Data listing:
<<<<
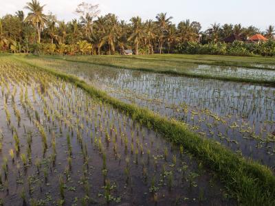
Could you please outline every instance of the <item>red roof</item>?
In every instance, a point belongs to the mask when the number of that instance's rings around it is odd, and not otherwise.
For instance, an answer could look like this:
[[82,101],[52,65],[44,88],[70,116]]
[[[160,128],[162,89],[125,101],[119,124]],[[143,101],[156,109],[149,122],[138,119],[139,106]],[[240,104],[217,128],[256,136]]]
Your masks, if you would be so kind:
[[250,41],[267,41],[267,38],[266,38],[265,36],[263,36],[261,34],[255,34],[255,35],[251,36],[248,40],[250,40]]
>>>>
**STATED GOAL**: Return all the items above word for word, leaving out the pictures.

**ANSWER FOR THIS EXERCISE**:
Could you please outline every instance of the <item>red roof</item>?
In every instance, a point belongs to the mask when the number of that instance's rings around it is odd, and not otherwise.
For instance, an answer could look like this:
[[82,101],[52,65],[44,88],[70,116]]
[[[160,128],[162,89],[125,101],[119,124]],[[143,101],[156,109],[149,122],[138,119],[139,106]],[[240,104],[217,128],[256,136]]]
Your masks, if you would be so kind:
[[250,41],[267,41],[267,38],[266,38],[265,36],[263,36],[261,34],[255,34],[255,35],[251,36],[248,40],[250,40]]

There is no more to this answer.